**Text under study:**
§ §
We talked to PJ Hagerty, Founder & Chief Community Officer, DevRelate.io about developer and community relations as a service, and he had the following to say:-
First of all, how are you and your family doing in these COVID-19 times?
PJ Hagerty: We are doing well! My family and I have managed to get our first vaccines, and we are on the road to a return to normalcy.
Tell us about you, your career, how you founded DevRelate.io.
PJ Hagerty: DevRelate.io was founded in 2017 when I saw a need to service smaller startups with Developer and Community Relations as a Service. Large companies can afford to employ a Developer Advocate or a Community Manager – even a team of DevRel professionals. Smaller startups and SMBs can’t do that but still have a need to interact with the communities they are a part of.
How does DevRelate.io innovate?
§ §
**Extracted data:**
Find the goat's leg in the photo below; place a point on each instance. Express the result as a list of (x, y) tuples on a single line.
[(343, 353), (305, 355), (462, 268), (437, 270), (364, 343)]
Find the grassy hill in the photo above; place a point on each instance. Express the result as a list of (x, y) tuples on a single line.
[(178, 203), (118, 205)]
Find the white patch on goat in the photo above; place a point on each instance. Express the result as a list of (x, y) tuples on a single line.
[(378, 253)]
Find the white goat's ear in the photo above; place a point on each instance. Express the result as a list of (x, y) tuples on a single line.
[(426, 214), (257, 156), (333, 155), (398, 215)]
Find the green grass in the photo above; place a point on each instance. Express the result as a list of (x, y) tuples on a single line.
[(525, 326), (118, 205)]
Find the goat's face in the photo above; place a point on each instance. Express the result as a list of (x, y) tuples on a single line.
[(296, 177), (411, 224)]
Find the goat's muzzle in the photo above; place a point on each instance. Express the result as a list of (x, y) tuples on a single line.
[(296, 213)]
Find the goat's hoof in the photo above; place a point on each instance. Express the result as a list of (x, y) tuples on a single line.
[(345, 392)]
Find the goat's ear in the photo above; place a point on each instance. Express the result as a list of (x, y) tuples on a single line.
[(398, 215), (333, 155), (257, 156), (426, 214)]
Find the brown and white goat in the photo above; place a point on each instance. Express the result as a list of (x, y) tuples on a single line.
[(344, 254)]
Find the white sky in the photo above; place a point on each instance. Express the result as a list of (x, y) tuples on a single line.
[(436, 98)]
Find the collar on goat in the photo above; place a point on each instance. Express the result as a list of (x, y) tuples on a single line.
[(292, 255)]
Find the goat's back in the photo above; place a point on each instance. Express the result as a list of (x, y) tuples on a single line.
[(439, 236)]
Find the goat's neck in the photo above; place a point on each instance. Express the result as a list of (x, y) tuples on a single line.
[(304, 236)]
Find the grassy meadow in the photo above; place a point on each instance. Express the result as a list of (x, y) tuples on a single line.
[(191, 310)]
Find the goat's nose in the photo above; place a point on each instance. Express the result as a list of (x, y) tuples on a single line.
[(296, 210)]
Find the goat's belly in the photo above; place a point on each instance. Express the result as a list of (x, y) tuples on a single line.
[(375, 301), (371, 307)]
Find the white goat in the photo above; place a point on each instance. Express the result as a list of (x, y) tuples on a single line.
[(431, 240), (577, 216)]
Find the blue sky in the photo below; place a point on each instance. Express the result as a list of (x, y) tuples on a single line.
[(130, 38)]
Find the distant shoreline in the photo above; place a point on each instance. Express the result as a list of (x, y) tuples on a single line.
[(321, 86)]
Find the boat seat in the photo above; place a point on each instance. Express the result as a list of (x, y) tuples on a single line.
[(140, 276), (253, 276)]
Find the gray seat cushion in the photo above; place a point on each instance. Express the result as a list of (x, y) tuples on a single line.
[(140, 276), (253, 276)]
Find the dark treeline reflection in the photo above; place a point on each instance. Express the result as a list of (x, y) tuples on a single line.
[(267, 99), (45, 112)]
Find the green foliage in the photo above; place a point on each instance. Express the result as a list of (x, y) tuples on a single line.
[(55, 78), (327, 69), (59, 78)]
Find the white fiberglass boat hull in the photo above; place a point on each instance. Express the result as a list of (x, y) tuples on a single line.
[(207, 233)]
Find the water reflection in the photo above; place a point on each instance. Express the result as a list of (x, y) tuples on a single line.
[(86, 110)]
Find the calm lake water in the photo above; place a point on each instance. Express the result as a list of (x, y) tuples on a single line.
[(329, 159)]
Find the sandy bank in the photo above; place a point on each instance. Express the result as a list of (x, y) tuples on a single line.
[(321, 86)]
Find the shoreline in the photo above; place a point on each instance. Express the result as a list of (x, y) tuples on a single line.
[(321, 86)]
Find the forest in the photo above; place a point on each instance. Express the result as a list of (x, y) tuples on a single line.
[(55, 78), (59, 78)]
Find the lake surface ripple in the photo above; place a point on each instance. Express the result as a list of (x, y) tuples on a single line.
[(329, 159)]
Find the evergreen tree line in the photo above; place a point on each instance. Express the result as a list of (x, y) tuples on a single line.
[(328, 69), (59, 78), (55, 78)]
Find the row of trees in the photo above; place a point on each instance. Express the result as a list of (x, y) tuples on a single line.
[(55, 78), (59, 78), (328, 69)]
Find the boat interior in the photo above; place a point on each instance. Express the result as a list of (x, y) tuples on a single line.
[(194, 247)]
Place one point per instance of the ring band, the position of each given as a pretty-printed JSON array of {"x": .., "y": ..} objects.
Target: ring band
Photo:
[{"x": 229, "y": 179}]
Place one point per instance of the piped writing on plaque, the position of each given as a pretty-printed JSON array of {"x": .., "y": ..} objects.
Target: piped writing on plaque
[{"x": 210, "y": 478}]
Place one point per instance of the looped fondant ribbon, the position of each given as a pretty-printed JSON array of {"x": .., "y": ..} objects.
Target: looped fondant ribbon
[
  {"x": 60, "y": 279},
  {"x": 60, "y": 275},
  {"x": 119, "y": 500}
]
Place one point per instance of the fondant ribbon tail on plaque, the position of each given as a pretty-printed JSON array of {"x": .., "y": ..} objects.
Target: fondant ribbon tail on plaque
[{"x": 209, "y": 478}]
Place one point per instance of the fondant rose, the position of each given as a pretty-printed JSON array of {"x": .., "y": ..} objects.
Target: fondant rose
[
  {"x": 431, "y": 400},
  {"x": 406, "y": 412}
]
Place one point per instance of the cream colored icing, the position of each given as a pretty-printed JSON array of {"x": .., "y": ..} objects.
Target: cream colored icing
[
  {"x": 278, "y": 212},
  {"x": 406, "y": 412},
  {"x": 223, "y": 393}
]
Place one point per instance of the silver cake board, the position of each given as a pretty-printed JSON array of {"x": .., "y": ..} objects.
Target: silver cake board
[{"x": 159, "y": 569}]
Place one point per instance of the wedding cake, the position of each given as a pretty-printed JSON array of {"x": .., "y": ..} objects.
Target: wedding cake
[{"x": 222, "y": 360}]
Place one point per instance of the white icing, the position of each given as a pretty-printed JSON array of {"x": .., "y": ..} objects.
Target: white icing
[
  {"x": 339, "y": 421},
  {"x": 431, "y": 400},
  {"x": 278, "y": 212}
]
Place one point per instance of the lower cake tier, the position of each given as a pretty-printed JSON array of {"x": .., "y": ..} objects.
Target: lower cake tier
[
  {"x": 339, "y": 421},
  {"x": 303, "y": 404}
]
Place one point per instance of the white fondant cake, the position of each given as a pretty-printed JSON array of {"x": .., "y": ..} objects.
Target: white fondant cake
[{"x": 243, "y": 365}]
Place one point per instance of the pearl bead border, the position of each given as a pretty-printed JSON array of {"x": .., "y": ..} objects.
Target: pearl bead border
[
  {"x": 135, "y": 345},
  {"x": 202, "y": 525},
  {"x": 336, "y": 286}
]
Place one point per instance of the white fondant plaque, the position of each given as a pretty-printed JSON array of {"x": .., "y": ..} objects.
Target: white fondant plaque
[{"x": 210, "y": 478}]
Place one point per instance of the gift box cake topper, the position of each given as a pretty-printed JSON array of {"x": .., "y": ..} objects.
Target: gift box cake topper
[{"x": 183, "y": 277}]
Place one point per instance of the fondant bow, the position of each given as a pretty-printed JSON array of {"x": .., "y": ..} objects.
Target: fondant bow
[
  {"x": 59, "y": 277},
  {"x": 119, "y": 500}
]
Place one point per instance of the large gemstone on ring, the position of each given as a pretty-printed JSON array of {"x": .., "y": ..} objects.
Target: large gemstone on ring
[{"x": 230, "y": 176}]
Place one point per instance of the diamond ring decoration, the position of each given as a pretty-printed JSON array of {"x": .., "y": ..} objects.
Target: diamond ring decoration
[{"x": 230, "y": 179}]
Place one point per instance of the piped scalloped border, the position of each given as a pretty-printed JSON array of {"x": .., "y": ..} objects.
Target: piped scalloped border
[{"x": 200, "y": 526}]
§ §
**Exercises:**
1. In the interview with PJ Hagerty, what year was DevRelate.io founded?
2. Decide whether each statement agrees with the interview with PJ Hagerty, and answer yes or no with the deciding words quoted: (a) Hagerty and his family have received their first vaccines. (b) Large companies cannot afford to employ a Developer Advocate. (c) Smaller startups have no need to interact with their communities.
3. Carry on the interview with PJ Hagerty from its final question.

**Responses by item number:**
1. 2017

2.
(a) Yes: "My family and I have managed to get our first vaccines"
(b) No: "Large companies can afford to employ a Developer Advocate or a Community Manager"
(c) No: "still have a need to interact with the communities they are a part of"

3.
PJ Hagerty: DevRelate created the model for Developer Relations as a Service. We elevated the idea of contract DevRel and moved into a bureau concept, making it easier for our customers to iterate on their community activities. Later in 2021, we are also planning to expand into building DevRel tools for teams of all sizes.
How the coronavirus pandemic affects your business, and how are you coping?
PJ Hagerty: With the advent of the pandemic, we needed to make a quick change. Many of our activities circled around events, and that was no longer viable. We made the switch to producing developer and community-focused content, and our customers based adjusted along with us. We also rolled quickly with speaking engagement and strategies for virtual events.
Did you have to make difficult choices, and what are the lessons learned?
PJ Hagerty: We did make some difficult choices, had to tighten the belt for a bit, but we learned it’s possible to reach an audience, a community, even without being able to meet with them face to face.
What specific tools, software, and management skills are you using to navigate this crisis?
PJ Hagerty: Many of the tools we use are fairly common – spreadsheets for tracking, Wave and Stripe for invoicing and bill payment, Mattermost for internal communications.
Who are your competitors? And how do you plan to stay in the game?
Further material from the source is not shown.